═══ Passage given

# Reservation Window Question



## jread (Nov 15, 2015)

DVC noob - in the process of purchasing 120 points in Saratoga Springs. I understand I can book at other resorts, but the reservation window reduces from 11 to 7 months. My questions is, if I also purchase 200 points at Aulani Villas, can I pool the combined points (320) for an Aulani reservation at the 11 month window?


----------



## tinglebell (Nov 15, 2015)

jread said:


> DVC noob - in the process of purchasing 120 points in Saratoga Springs. I understand I can book at other resorts, but the reservation window reduces from 11 to 7 months. My questions is, if I also purchase 200 points at Aulani Villas, can I pool the combined points (320) for an Aulani reservation at the 11 month window?[/
> 
> I don t think so as you can only use 11 month frame at your home.


----------



## JudyS (Nov 15, 2015)

jread said:


> DVC noob - in the process of purchasing 120 points in Saratoga Springs. I understand I can book at other resorts, but the reservation window reduces from 11 to 7 months. My questions is, if I also purchase 200 points at Aulani Villas, can I pool the combined points (320) for an Aulani reservation at the 11 month window?

══════
═══ Data shown

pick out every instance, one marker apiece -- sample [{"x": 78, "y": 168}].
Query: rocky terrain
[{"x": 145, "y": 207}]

══════

Objectives ▸
1: In the reservation window thread, what happens to the reservation window when booking at other resorts?
2: Translate this sentence from the reservation window thread into Spanish: "I understand I can book at other resorts, but the reservation window reduces from 11 to 7 months."

Results by task ▸
1: It shrinks from 11 months to 7 months.

2: Entiendo que puedo reservar en otros resorts, pero la ventana de reservación se reduce de 11 a 7 meses.